■ Prompt
A faithful copy is required: transcribe each line below exactly, minus the pictures.

■ Information
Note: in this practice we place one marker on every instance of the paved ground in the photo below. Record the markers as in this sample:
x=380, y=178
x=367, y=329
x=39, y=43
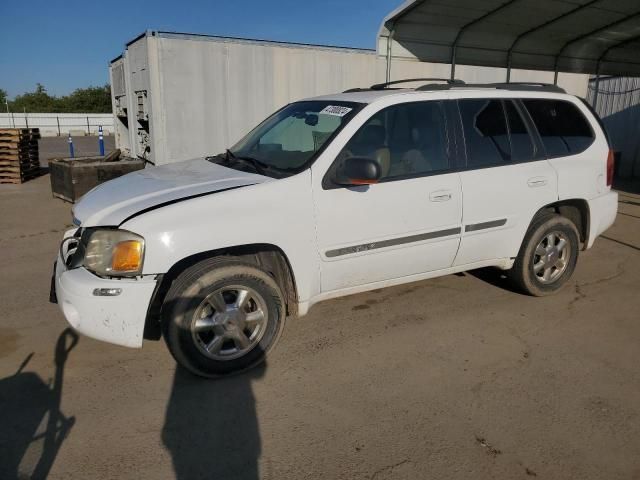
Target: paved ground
x=58, y=147
x=452, y=378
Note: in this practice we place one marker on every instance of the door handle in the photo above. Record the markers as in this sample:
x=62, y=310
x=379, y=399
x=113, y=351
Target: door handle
x=537, y=182
x=440, y=196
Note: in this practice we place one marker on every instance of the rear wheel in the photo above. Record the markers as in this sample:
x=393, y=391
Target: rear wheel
x=222, y=316
x=548, y=255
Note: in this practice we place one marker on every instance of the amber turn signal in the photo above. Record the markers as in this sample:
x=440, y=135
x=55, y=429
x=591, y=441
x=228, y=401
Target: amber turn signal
x=126, y=256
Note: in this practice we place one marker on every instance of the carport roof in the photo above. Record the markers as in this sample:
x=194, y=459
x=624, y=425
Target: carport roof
x=580, y=36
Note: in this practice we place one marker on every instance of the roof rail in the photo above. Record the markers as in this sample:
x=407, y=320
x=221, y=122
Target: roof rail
x=513, y=86
x=548, y=87
x=450, y=84
x=448, y=81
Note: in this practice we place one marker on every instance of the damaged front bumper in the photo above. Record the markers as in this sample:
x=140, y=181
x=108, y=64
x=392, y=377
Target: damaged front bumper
x=117, y=317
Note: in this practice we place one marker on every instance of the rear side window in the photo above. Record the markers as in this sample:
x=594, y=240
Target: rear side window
x=562, y=127
x=522, y=148
x=485, y=132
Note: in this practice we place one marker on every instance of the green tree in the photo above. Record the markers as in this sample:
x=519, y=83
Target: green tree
x=82, y=100
x=37, y=101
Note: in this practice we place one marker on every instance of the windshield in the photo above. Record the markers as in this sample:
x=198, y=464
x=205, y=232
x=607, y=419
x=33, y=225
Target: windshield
x=291, y=138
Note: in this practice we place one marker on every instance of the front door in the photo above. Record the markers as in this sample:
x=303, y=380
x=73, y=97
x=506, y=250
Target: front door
x=407, y=224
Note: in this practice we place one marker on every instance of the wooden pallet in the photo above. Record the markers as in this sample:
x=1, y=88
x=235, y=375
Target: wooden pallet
x=19, y=157
x=19, y=133
x=19, y=177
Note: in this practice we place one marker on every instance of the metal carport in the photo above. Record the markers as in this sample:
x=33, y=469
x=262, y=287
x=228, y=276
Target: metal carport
x=578, y=36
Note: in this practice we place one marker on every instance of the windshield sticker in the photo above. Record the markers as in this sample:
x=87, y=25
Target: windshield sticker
x=336, y=110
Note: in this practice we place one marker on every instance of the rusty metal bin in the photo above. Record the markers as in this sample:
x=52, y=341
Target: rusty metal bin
x=73, y=177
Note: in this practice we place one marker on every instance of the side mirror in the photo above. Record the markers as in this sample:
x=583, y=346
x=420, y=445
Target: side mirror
x=358, y=171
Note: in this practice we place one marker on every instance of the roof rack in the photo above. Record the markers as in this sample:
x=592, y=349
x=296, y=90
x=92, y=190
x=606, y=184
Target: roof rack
x=449, y=84
x=448, y=81
x=513, y=86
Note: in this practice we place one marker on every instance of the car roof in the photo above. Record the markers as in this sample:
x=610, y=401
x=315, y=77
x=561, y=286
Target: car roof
x=369, y=96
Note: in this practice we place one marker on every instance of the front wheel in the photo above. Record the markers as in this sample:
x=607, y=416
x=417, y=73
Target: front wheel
x=222, y=316
x=548, y=255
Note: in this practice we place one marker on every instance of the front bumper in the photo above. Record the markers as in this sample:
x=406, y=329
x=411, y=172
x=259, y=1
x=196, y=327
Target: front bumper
x=118, y=319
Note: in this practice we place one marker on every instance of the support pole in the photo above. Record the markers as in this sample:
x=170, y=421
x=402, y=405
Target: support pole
x=389, y=43
x=100, y=141
x=70, y=140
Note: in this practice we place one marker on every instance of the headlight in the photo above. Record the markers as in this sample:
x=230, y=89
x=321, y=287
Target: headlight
x=114, y=253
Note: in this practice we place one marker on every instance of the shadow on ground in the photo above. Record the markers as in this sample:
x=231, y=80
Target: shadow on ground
x=494, y=276
x=32, y=427
x=211, y=427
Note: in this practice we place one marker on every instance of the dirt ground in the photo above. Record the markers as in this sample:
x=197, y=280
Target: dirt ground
x=451, y=378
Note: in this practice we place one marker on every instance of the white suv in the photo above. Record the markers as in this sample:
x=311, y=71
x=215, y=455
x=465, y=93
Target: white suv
x=332, y=196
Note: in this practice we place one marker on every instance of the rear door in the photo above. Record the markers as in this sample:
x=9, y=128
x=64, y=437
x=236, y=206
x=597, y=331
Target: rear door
x=505, y=181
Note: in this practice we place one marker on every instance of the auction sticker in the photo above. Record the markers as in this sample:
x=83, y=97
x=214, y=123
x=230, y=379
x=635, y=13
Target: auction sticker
x=336, y=110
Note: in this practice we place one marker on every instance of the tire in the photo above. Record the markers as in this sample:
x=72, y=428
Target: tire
x=210, y=328
x=541, y=274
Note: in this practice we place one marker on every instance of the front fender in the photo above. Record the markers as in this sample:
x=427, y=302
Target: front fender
x=278, y=213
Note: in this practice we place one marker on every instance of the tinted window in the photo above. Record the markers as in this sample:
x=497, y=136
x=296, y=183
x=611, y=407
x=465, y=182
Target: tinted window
x=485, y=132
x=408, y=139
x=522, y=148
x=562, y=127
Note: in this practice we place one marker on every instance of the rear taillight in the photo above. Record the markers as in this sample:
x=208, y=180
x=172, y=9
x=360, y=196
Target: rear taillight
x=610, y=165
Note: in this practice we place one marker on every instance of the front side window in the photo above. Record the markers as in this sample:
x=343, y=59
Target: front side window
x=562, y=127
x=290, y=139
x=408, y=139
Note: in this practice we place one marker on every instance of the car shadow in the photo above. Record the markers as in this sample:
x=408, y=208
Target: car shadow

■ Written answer
Note: in this practice we place one marker on every instance of the paved ground in the photo below. Record the markers as in this sample:
x=380, y=178
x=367, y=329
x=39, y=43
Target: paved ground
x=58, y=147
x=452, y=378
Note: in this practice we place one marker on every instance of the door handle in the photo above. Record the markers as in this sample:
x=62, y=310
x=379, y=399
x=113, y=351
Target: door handle
x=537, y=182
x=440, y=196
Note: in this practice we place one marker on every instance of the rear wheel in the photo above. Record the markers as in this sample:
x=393, y=391
Target: rear wheel
x=222, y=316
x=548, y=255
Note: in this practice we place one marker on every instance of the amber turn signal in the photo above. Record the markers as in this sample:
x=440, y=135
x=55, y=429
x=591, y=441
x=228, y=401
Target: amber turn signal
x=126, y=256
Note: in this practice we place one marker on every instance of the carport roof in the photo above. Record the markers as in this sample:
x=194, y=459
x=624, y=425
Target: carport roof
x=580, y=36
Note: in this practice we place one marker on every instance of the roof rail in the photo above. Record the markers as in this sample:
x=407, y=320
x=221, y=122
Target: roof rail
x=513, y=86
x=548, y=87
x=450, y=84
x=448, y=81
Note: in this practice we place one marker on every instance of the damaged front bumper in the photo above. Record the markers as in this sample:
x=140, y=181
x=108, y=64
x=392, y=377
Target: damaged front bumper
x=117, y=317
Note: in this practice we place one marker on every instance of the rear side window in the photo above. Record the markers as in this sample:
x=594, y=240
Target: rear side window
x=562, y=127
x=522, y=148
x=485, y=132
Note: in this practice we place one marker on every instance of the green tree in the photo above. Record the markers as in this sample:
x=519, y=83
Target: green tree
x=82, y=100
x=37, y=101
Note: in this practice we place one marker on every instance of the windshield in the photo above. Record the markers as in this sample:
x=198, y=464
x=205, y=232
x=607, y=419
x=33, y=225
Target: windshield
x=291, y=138
Note: in this practice we place one marker on every instance of the front door in the photo above. Record the markers as in this sample:
x=303, y=380
x=73, y=97
x=506, y=250
Target: front door
x=407, y=224
Note: in this practice we place one marker on every instance of the wooden pallet in the photo above. Record the markers as in this sample:
x=1, y=88
x=235, y=375
Target: wooden pallet
x=19, y=157
x=19, y=133
x=19, y=177
Note: in this practice we place one marker on every instance of the metal carport in the photo above. Record the markers as in this sample:
x=33, y=469
x=262, y=287
x=228, y=276
Target: metal carport
x=578, y=36
Note: in this practice we place one marker on every instance of the windshield sticker in the photo above. Record the markers as in this sample:
x=87, y=25
Target: windshield sticker
x=336, y=110
Note: in this practice we place one marker on every instance of the rusty metal bin in the photo above. Record the markers as in this sample:
x=52, y=341
Target: rusty metal bin
x=73, y=177
Note: in this practice we place one marker on every instance of the side mirror in the photo above. Record the markers as in this sample:
x=583, y=346
x=420, y=445
Target: side mirror
x=358, y=171
Note: in this practice we place one marker on every instance of the roof rack in the photo above. Record the markers as in this sample:
x=592, y=349
x=296, y=90
x=92, y=190
x=606, y=184
Target: roof rack
x=449, y=84
x=448, y=81
x=513, y=86
Note: in this practice we place one marker on every instance of the car roof in the photo above. Record the markers as in this sample:
x=610, y=401
x=315, y=77
x=561, y=286
Target: car roof
x=369, y=96
Note: in this practice we place one marker on every instance of the front wheel in the photo above. Record the markers as in this sample:
x=607, y=416
x=417, y=73
Target: front wheel
x=222, y=316
x=548, y=255
Note: in this practice we place one marker on every instance of the front bumper in the photo above. Record the markers as in this sample:
x=406, y=329
x=411, y=172
x=259, y=1
x=196, y=327
Target: front bumper
x=118, y=319
Note: in this practice we place one marker on every instance of the support pole in the photo above. Record the markers as in this sample:
x=170, y=421
x=402, y=405
Target: support pole
x=389, y=43
x=100, y=141
x=70, y=140
Note: in this practice we place one marker on every instance of the headlight in the photo above. Record the markers as in this sample:
x=230, y=89
x=321, y=287
Target: headlight
x=114, y=253
Note: in this practice we place one marker on every instance of the shadow on ground in the photo above. Record the markers as in this sample:
x=231, y=80
Target: shadow on ground
x=494, y=276
x=32, y=427
x=211, y=427
Note: in this practice we place one marker on every instance of the dirt ground in the photo above. Record the markers as in this sample:
x=197, y=280
Target: dirt ground
x=451, y=378
Note: in this practice we place one marker on every instance of the white suv in the photo above. Record the markers as in this sample:
x=311, y=71
x=215, y=455
x=465, y=93
Target: white suv
x=332, y=196
Note: in this practice we place one marker on every instance of the rear door in the photo above. Record the markers as in this sample:
x=9, y=128
x=64, y=437
x=236, y=206
x=597, y=331
Target: rear door
x=505, y=181
Note: in this practice we place one marker on every instance of the auction sticker in the photo above. Record the markers as in this sample:
x=83, y=97
x=214, y=123
x=230, y=379
x=635, y=13
Target: auction sticker
x=336, y=110
Note: in this practice we place one marker on every instance of the tire in the photo above. Record the markers as in this sample:
x=72, y=428
Target: tire
x=210, y=328
x=541, y=274
Note: in this practice we place one marker on every instance of the front fender in the photo above. Record the markers as in this sample:
x=427, y=302
Target: front fender
x=278, y=213
Note: in this practice we place one marker on every instance of the tinted window in the photo above. Record the markers as in this sample:
x=497, y=136
x=296, y=183
x=611, y=407
x=465, y=182
Target: tinted window
x=485, y=132
x=408, y=139
x=522, y=148
x=562, y=127
Note: in this practice we place one marker on every instance of the rear taillight in the photo above. Record the markers as in this sample:
x=208, y=180
x=172, y=9
x=360, y=196
Target: rear taillight
x=610, y=165
Note: in this practice we place one marker on every instance of the front side window in the photo above. Record the markers as in this sample:
x=343, y=59
Target: front side window
x=562, y=127
x=290, y=139
x=408, y=139
Note: in this practice we place one marker on every instance of the car shadow in the photo above. Record the markers as in this sample:
x=408, y=208
Target: car shadow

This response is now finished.